_Source passage_
It has been difficult to identify a true gold standard to measure the performance of our approach. Our first approach used the targeted TF in the microarray experiment as a gold standard. In these experiments, the authors hypothesized that a TF was involved in mediating the expression of a set of genes, thus examined DEGs in TF knockout cells compared to normal controls. This is a useful gold standard as it identifies TFs that are both directly and indirectly associated with the DEGs. However, we found that the chosen TFs were truly hypothetical and some of them were remotely associated with the signaling pathway under study. Also, the TF Nfic was not ranked high by either of the LSI models even though it scored a high average cosine with the gene set (data not shown) and has explicit association with TGF-β1. Our ranking scheme gives priority to TFs that score a high average cosine with the target gene set relative to the entire gene population. Notably, Nfic scored relatively high with the population as well, resulting in a larger p-value. It appears that Nfic might be a more generic TF associated with many genes and thus not very specific to our target gene set. Importantly however, our method identified many TF targets that were higher ranked than the singleton TF that was targeted in the microarray study (Tables 3 and 4).

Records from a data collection
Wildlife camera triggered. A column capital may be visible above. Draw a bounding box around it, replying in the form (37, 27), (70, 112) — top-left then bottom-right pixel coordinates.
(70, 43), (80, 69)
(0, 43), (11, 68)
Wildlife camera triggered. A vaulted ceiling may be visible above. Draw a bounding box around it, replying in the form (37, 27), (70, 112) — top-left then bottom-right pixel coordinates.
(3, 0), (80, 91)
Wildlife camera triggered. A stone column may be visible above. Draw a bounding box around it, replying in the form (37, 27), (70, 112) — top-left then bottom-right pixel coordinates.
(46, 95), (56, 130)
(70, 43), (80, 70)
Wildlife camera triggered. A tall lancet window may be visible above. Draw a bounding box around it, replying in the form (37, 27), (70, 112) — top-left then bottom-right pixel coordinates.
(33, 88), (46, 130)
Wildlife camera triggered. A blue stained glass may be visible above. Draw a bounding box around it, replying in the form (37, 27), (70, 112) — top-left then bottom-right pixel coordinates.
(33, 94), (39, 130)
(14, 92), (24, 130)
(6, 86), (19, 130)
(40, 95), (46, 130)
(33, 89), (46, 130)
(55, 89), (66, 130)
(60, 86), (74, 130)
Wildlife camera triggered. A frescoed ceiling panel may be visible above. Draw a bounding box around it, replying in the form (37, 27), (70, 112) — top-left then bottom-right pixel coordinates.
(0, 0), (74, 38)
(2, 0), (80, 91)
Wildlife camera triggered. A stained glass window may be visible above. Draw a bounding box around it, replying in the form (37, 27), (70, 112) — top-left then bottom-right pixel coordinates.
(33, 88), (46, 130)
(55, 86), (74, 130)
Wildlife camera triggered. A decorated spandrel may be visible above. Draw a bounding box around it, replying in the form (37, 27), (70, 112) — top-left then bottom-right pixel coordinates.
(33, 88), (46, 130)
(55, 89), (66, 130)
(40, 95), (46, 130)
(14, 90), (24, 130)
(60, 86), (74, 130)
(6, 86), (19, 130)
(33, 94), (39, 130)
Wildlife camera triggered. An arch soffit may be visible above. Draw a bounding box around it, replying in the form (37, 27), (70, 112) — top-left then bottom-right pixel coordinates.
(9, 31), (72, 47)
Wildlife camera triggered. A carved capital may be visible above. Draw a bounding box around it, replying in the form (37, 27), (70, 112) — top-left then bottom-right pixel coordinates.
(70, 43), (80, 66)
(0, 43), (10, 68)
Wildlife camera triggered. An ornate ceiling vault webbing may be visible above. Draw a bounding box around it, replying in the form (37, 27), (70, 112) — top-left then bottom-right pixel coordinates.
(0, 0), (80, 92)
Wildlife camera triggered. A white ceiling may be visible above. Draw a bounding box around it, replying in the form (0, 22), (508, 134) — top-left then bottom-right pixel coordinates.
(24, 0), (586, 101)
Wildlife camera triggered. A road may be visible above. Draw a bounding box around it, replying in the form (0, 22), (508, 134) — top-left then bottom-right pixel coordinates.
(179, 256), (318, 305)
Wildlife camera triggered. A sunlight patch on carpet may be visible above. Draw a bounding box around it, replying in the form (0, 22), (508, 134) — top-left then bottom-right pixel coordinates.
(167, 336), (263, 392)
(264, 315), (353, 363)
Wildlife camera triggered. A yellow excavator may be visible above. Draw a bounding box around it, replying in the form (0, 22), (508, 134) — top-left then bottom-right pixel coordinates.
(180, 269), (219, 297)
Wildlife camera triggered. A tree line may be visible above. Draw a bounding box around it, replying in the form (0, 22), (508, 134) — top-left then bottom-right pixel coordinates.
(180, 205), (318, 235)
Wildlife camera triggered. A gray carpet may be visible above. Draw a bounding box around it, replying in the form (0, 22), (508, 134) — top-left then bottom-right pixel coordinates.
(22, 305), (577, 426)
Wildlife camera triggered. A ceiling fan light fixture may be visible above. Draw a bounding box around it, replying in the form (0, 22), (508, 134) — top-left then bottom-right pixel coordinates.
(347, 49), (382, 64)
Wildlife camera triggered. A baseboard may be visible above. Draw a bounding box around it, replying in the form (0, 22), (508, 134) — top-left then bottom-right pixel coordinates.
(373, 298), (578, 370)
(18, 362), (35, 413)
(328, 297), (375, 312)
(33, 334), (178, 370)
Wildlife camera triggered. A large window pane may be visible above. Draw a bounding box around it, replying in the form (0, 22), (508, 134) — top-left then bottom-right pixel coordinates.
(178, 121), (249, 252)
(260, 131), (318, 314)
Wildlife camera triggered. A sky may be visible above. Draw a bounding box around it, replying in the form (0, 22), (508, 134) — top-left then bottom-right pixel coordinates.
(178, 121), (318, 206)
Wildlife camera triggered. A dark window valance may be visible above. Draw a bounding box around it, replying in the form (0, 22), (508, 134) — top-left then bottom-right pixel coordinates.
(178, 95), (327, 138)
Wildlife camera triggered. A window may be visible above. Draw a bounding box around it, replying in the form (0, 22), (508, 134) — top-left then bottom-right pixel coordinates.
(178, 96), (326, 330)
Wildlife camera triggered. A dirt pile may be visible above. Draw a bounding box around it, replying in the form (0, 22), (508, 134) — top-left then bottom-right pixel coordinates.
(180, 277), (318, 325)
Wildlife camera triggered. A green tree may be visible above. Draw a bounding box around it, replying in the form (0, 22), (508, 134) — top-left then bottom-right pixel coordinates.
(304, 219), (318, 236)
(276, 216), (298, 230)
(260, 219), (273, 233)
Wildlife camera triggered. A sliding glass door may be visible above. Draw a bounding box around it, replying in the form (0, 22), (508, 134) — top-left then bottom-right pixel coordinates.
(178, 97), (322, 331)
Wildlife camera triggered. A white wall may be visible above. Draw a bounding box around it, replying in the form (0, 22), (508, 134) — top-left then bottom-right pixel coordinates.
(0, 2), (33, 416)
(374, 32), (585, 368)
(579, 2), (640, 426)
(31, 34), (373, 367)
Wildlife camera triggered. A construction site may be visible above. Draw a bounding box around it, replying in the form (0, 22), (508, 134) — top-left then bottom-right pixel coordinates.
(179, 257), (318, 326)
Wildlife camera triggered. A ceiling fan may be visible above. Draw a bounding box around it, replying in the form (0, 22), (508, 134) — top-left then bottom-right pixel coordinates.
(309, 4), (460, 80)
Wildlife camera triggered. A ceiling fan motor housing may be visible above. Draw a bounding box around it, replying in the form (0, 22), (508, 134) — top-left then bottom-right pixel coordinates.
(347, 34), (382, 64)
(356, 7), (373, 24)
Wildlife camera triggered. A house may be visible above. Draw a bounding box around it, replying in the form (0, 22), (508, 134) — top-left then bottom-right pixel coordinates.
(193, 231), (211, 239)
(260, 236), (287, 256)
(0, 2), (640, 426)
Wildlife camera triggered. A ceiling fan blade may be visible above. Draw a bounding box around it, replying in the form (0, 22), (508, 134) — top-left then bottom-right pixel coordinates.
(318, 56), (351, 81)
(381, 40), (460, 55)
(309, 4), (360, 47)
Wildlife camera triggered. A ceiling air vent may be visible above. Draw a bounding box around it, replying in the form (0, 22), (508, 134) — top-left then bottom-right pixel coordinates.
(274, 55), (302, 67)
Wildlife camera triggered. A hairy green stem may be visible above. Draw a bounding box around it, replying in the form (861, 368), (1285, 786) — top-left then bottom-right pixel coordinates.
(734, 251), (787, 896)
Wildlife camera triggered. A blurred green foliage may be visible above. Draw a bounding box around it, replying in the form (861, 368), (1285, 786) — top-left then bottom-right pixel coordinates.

_Exercise_
In the passage above on ranking transcription factors, why did neither LSI model rank Nfic high even though it had a high average cosine with the gene set? Answer in one to three sentences.

_Written response_
The ranking scheme favors TFs with a high average cosine with the target gene set relative to the entire gene population. Nfic also scored relatively high with the population, which gave it a larger p-value. It appears to be a more generic TF associated with many genes rather than one specific to the target gene set.